Instructions to follow
Print all entries precisely as they are written.

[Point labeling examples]
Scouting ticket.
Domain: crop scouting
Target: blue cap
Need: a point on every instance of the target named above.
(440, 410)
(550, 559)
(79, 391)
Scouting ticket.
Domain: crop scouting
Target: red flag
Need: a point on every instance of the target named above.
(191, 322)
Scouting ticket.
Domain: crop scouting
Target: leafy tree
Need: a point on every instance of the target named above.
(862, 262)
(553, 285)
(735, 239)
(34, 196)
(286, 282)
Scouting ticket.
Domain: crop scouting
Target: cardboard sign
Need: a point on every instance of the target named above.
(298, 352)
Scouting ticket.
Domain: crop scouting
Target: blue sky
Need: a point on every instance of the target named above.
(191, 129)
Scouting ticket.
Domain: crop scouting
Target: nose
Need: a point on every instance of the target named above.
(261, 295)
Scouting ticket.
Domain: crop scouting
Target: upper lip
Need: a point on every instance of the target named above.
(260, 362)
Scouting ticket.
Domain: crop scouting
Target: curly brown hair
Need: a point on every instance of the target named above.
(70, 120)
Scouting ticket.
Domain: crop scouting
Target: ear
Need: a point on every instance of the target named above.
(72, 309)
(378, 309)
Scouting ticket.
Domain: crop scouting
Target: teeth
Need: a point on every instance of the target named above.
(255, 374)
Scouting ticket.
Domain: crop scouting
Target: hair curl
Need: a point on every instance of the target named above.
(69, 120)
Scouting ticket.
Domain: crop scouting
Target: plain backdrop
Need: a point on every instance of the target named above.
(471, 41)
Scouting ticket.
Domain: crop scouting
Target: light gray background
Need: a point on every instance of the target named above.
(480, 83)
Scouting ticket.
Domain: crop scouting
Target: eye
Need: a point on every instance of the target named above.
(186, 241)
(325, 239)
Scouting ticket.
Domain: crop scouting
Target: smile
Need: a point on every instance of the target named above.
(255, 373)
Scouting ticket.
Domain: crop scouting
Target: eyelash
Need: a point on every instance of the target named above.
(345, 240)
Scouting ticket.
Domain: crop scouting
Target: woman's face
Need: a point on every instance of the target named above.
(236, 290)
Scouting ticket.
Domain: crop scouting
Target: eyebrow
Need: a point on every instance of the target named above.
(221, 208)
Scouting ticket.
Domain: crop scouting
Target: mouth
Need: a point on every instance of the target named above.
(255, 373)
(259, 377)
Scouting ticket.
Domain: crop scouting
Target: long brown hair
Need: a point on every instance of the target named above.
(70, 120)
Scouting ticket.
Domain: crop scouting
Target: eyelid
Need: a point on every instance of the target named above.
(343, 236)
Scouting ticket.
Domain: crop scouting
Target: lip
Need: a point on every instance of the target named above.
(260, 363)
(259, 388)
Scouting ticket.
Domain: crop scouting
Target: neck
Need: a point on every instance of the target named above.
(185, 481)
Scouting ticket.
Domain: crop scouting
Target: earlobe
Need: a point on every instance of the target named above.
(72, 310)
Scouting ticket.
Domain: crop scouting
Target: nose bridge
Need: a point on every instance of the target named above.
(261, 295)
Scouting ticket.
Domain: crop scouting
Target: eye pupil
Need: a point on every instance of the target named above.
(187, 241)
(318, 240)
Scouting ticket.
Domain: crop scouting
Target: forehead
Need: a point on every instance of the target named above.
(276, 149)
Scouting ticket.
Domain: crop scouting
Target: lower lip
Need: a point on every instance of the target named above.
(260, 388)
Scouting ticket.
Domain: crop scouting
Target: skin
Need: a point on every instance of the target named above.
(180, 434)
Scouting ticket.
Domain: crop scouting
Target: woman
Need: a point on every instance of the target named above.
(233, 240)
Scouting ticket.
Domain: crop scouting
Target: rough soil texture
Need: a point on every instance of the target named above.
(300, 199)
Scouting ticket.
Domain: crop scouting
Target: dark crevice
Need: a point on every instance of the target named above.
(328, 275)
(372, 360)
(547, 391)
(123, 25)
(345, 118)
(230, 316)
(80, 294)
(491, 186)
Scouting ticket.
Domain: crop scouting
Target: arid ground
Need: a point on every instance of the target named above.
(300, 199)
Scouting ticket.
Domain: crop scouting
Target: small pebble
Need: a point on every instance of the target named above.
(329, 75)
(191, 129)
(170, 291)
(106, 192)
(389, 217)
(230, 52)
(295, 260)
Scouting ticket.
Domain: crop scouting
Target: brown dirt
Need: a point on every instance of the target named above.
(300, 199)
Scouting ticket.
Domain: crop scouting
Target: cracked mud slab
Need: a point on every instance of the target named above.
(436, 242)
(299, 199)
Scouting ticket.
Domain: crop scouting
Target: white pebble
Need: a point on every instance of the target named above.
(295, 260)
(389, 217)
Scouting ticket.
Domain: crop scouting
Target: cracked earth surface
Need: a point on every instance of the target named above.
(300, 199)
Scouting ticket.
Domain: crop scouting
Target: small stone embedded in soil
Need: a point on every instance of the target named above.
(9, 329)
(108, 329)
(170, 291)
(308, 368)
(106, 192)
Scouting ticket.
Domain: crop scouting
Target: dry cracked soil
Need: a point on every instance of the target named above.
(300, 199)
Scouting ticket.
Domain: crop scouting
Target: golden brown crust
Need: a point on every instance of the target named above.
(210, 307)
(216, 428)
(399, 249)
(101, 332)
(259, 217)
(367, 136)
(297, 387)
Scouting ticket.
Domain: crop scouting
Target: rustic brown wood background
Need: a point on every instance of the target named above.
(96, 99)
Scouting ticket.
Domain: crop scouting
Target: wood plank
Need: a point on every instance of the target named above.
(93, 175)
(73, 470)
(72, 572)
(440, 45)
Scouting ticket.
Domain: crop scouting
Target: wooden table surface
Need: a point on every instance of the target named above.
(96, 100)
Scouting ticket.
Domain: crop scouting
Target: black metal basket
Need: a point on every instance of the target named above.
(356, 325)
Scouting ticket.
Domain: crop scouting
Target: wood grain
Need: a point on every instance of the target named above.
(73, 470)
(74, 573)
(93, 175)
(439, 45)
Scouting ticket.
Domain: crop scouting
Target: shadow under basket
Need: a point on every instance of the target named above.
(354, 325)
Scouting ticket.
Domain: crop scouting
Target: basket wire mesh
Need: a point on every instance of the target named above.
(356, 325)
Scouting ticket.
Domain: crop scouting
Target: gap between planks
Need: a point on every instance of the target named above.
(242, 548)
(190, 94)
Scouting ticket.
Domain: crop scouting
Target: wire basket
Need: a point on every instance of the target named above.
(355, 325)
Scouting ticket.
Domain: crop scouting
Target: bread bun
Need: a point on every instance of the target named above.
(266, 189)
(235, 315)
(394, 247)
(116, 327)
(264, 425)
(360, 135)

Result of this exercise
Scouting ticket.
Domain: crop scouting
Target: blue cap
Need: a point on every instance of the target named above.
(440, 410)
(550, 559)
(79, 391)
Scouting ticket.
Domain: crop scouting
Target: red flag
Need: a point on every instance of the target named above.
(191, 322)
Scouting ticket.
Domain: crop scouting
Target: leafy tree
Need: a point on every instance of the target named above.
(862, 262)
(553, 285)
(735, 239)
(34, 196)
(286, 282)
Scouting ticket.
Domain: crop scouting
Target: cardboard sign
Need: a point on every instance of the target named above.
(298, 352)
Scouting ticket.
Domain: crop scouting
Target: blue sky
Need: a point on every instance of the target named above.
(191, 129)
Scouting ticket.
Domain: crop scouting
Target: nose
Need: a point on every instance of the target named above.
(261, 295)
Scouting ticket.
Domain: crop scouting
Target: upper lip
Need: a point on every instance of the target named above.
(260, 362)
Scouting ticket.
Domain: crop scouting
Target: curly brown hair
Need: a point on every instance of the target named above.
(70, 120)
Scouting ticket.
Domain: crop scouting
Target: ear
Need: a point on every instance of the target named above.
(72, 309)
(378, 309)
Scouting ticket.
Domain: crop scouting
Target: teeth
Need: a point on every instance of the target named above.
(255, 374)
Scouting ticket.
Domain: crop scouting
Target: hair curl
Need: a point on every instance of the target named above.
(69, 120)
Scouting ticket.
Domain: crop scouting
Target: plain backdrop
Need: a point on every instance of the target named above.
(471, 41)
Scouting ticket.
Domain: crop scouting
Target: light gray background
Need: a point on every instance of the target named above.
(480, 83)
Scouting ticket.
Domain: crop scouting
Target: eye
Need: a point on every instance of the target named above.
(186, 241)
(325, 239)
Scouting ticket.
Domain: crop scouting
Target: smile
Need: a point on every instance of the target named above.
(255, 373)
Scouting ticket.
Domain: crop scouting
Target: eyelash
Need: a point on every instance of the target named above.
(345, 240)
Scouting ticket.
Domain: crop scouting
Target: woman's face
Need: a point on every instance of the target named above.
(236, 290)
Scouting ticket.
Domain: crop scouting
Target: eyebrow
Need: a point on every instance of the target named above.
(221, 208)
Scouting ticket.
Domain: crop scouting
Target: mouth
Need: a point on every instance of the target named above.
(255, 373)
(259, 377)
Scouting ticket.
Domain: crop scouting
Target: long brown hair
Need: a point on every instance of the target named above.
(70, 120)
Scouting ticket.
Domain: crop scouting
Target: eyelid
Need: a point on every instance of the target named above.
(343, 236)
Scouting ticket.
Domain: crop scouting
Target: lip
Need: a point on every instance of the target named above.
(260, 363)
(259, 388)
Scouting ticket.
Domain: crop scouting
Target: neck
Need: a point on every instance of the target named above.
(185, 481)
Scouting ticket.
Domain: crop scouting
Target: earlobe
Need: a point on every instance of the target named above.
(72, 310)
Scouting ticket.
Domain: crop scouting
Target: nose bridge
Need: a point on every instance of the target named above.
(261, 295)
Scouting ticket.
Domain: crop scouting
Target: eye pupil
Need: a point on every instance of the target named above.
(187, 241)
(318, 240)
Scouting ticket.
Domain: crop scouting
Target: forehead
Need: a point on every instance of the target named above.
(276, 149)
Scouting ticket.
Domain: crop scouting
Target: lower lip
Need: a point on every instance of the target named above.
(260, 388)
Scouting ticket.
Domain: crop scouting
Target: skin
Need: a point on every instance of the target named above.
(180, 434)
Scouting ticket.
Domain: crop scouting
Target: woman
Need: a point on every instance of the target named above.
(233, 240)
Scouting ticket.
Domain: crop scouting
Target: rough soil texture
Need: a point on every instance of the target named above.
(300, 199)
Scouting ticket.
Domain: crop scouting
Target: dark crevice
Need: a point on every instance of the target named above.
(328, 275)
(372, 360)
(547, 391)
(123, 25)
(345, 118)
(230, 316)
(80, 294)
(491, 186)
Scouting ticket.
Domain: crop scouting
Target: arid ground
Need: a point on every instance of the target named above.
(300, 199)
Scouting ticket.
Domain: crop scouting
Target: small pebble
Need: a point on every instance of the target named above.
(329, 75)
(191, 129)
(170, 291)
(106, 192)
(389, 217)
(230, 52)
(295, 260)
Scouting ticket.
Domain: crop scouting
Target: brown dirt
Need: a point on every instance of the target named above.
(300, 199)
Scouting ticket.
Domain: crop scouting
Target: cracked mud slab
Need: a point on every instance of the target named above.
(436, 242)
(299, 199)
Scouting ticket.
Domain: crop scouting
Target: white pebble
Need: a point on every instance of the target named above.
(295, 260)
(389, 217)
Scouting ticket.
Domain: crop scouting
Target: cracked earth surface
Need: a point on every instance of the target named above.
(300, 199)
Scouting ticket.
Domain: crop scouting
Target: small stone embedded in soil
Need: a point on every instance of the target named above.
(9, 329)
(108, 329)
(170, 291)
(308, 368)
(106, 192)
Scouting ticket.
Domain: crop scouting
Target: dry cracked soil
Need: a point on every instance of the target named above.
(300, 199)
Scouting ticket.
Domain: crop scouting
Target: golden brown crust
Need: a point on every instance of the target named above.
(210, 307)
(216, 428)
(399, 249)
(101, 332)
(259, 217)
(367, 136)
(297, 387)
Scouting ticket.
Domain: crop scouting
Target: rustic brown wood background
Need: a point on every instance of the target named above.
(96, 99)
Scouting ticket.
Domain: crop scouting
Target: wood plank
Need: a point on every instance of the target named above.
(93, 175)
(73, 470)
(72, 572)
(440, 45)
Scouting ticket.
Domain: crop scouting
Target: wooden table surface
Need: a point on every instance of the target named above.
(96, 100)
Scouting ticket.
Domain: crop scouting
Target: black metal basket
Need: a point on every instance of the target named above.
(356, 325)
Scouting ticket.
Domain: crop scouting
Target: wood grain
Need: a point on every instance of the target named above.
(73, 470)
(74, 573)
(93, 175)
(439, 45)
Scouting ticket.
Domain: crop scouting
Target: shadow under basket
Need: a point on every instance of the target named above.
(354, 325)
Scouting ticket.
Domain: crop scouting
Target: basket wire mesh
Need: a point on every instance of the target named above.
(356, 325)
Scouting ticket.
Domain: crop scouting
Target: gap between planks
Need: a point on every instance of the target named above.
(242, 548)
(190, 94)
Scouting ticket.
Domain: crop scouting
Target: wire basket
Need: a point on every instance of the target named above.
(355, 325)
Scouting ticket.
Domain: crop scouting
Target: bread bun
Need: a point on every instance of the target named above.
(266, 189)
(235, 315)
(394, 247)
(116, 327)
(264, 425)
(360, 135)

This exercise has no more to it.